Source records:

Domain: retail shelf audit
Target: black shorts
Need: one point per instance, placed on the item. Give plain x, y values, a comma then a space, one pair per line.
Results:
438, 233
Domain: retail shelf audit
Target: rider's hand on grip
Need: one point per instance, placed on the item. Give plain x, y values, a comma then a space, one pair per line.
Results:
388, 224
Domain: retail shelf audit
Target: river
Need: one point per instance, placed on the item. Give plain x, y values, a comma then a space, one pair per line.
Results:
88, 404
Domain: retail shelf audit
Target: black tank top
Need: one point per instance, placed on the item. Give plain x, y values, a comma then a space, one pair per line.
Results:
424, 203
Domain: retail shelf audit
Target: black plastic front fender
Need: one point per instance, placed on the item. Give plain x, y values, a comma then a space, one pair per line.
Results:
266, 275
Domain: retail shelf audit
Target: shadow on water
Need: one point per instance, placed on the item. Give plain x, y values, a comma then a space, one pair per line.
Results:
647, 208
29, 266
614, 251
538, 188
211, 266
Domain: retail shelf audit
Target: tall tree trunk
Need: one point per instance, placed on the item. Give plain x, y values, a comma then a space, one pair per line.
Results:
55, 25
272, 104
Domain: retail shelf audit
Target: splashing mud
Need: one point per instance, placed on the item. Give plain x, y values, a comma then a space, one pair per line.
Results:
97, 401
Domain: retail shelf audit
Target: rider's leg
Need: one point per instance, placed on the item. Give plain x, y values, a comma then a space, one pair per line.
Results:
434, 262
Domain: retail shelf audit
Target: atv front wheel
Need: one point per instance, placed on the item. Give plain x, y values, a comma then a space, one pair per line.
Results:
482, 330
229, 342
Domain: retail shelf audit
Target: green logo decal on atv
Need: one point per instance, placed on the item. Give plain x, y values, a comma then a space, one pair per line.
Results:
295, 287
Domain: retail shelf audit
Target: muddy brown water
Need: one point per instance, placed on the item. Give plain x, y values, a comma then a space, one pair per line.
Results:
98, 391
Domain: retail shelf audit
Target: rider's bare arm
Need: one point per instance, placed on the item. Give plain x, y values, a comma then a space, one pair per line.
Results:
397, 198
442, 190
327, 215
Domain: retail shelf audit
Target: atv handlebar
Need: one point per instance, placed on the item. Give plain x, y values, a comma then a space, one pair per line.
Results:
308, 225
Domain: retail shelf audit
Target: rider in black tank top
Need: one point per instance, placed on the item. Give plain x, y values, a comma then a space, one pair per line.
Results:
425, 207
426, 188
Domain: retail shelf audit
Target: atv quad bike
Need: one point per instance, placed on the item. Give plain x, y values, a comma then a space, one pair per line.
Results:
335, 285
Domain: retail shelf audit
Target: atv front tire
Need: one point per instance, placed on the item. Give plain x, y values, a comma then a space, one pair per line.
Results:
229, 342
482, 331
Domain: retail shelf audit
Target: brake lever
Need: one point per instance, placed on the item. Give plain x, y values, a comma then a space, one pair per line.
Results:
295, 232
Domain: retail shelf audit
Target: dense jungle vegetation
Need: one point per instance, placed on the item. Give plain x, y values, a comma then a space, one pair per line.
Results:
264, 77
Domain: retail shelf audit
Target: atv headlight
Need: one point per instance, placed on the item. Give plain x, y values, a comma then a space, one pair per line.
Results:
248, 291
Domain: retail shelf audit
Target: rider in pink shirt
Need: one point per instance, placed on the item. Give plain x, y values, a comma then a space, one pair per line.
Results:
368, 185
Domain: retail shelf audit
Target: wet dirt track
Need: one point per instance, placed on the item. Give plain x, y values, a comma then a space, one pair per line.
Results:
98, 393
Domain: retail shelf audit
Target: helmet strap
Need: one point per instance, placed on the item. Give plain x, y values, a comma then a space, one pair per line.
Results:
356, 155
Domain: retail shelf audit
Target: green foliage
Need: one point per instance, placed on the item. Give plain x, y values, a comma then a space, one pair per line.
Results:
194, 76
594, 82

PROMPT: Every entry should be output exactly as written, please.

TASK ANSWER:
Domain: retail shelf audit
Target: black shorts
Need: one point per instance, placed on the item. Give plain x, y values, a comma then a space, one pair per line.
Results:
438, 233
Domain: retail shelf audit
Target: rider's hand on grip
Need: one point per instance, placed on the item. Give plain x, y values, a comma then a space, one pair per line.
Results:
388, 224
Domain: retail shelf audit
Target: river
Need: one point per instance, placed on the item. Give plain x, y values, a comma then a space, one pair per line.
Results:
88, 404
Domain: retail shelf audit
Target: black tank top
Need: one point per instance, placed on the item. Give plain x, y values, a comma then a space, one pair per line.
Results:
424, 203
Domain: retail shelf audit
Target: black plastic front fender
Need: one point per instance, placed on the item. Give plain x, y values, a comma then a space, one pair per line.
Results:
266, 275
Domain: retail shelf audit
Target: shadow on water
Need: one point per instance, placed on the item. Give plain x, y values, a comma then a space, one pair per line.
Results:
647, 208
29, 266
614, 251
538, 188
211, 266
Domain: retail shelf audit
Target: tall tree trunk
Need: one point per instance, placed on the item. Give plain x, y values, a comma then a space, one pair per line.
Results:
55, 25
272, 104
Domain: retail shelf audit
Target: splashing mud
Need: one point per instance, placed on the item. Give plain x, y values, a comma then a space, one pair per line.
Results:
97, 401
Domain: retail shelf audit
Target: rider's leg
Need: one point per instance, placed on the item. Give plain x, y values, a comma then a space, one pair per line.
Results:
434, 262
Domain: retail shelf audit
Target: atv front wheel
Need: one point per instance, placed on the item. Give plain x, y values, a comma then a space, one pair per line.
Results:
482, 330
229, 342
Domain: retail shelf audit
Target: green logo decal on atv
Need: one point per instance, placed on the item. Give plain x, y values, a comma then a space, one pair per line.
Results:
295, 287
Domain: retail shelf audit
Target: muddy brown water
Need: one point per instance, placed on the item. Give plain x, y values, a comma then a space, one pair per line.
Results:
98, 391
Domain: retail shelf audit
Target: rider's bare arm
Need: one point per instance, placed on the item. Give plain x, y values, a comma then a space, one pair per line.
Results:
397, 198
442, 190
327, 215
Domain: retail shelf audit
Target: atv handlebar
Need: one point per instance, placed on the item. Give plain x, y values, a comma then a space, one pair per line.
Results:
308, 225
Domain: retail shelf audit
Target: rider in black tank top
Need: one point per instance, placed on the item. Give plain x, y values, a comma then a space, one pair per line.
Results:
425, 207
426, 188
Domain: retail shelf audit
Target: atv quad bike
Need: one point per instance, placed on the item. Give plain x, y values, a comma then a space, one pair per line.
Results:
335, 285
Domain: retail shelf audit
Target: atv front tire
Need: one point per instance, placed on the item. Give plain x, y values, a comma then a space, one pair per line.
Results:
229, 342
482, 331
Domain: retail shelf audit
Target: brake lever
Need: one point per instance, placed on the item. Give plain x, y values, a comma then a space, one pair per line.
Results:
295, 232
Domain: retail shelf audit
Target: dense jungle vegetation
Need: one point per instance, placed on the item. Give plain x, y values, a comma then a space, one pair per line.
Results:
264, 77
Domain: retail shelf audit
Target: atv headlight
Need: one point per instance, placed on the item. Give plain x, y values, a comma then a space, one pair per line.
Results:
248, 291
Domain: retail shelf audit
Target: rider in pink shirt
Need: one point per instance, placed on the item. Give plain x, y values, a comma then a space, one pair per line.
Results:
368, 185
Domain: retail shelf audit
Target: wet dirt track
Need: one point per instance, placed on the item. Give plain x, y values, a comma then a space, one pair per line.
Results:
98, 393
Domain: retail shelf audit
Target: helmet strap
Need: one point per instance, placed on the item. Give plain x, y values, a comma then a space, one pair per line.
Results:
356, 155
Domain: retail shelf audit
Target: green foliage
Need: one point per instance, placed on the item. Give plain x, y values, a comma then a space, one pair per line.
Results:
194, 76
594, 82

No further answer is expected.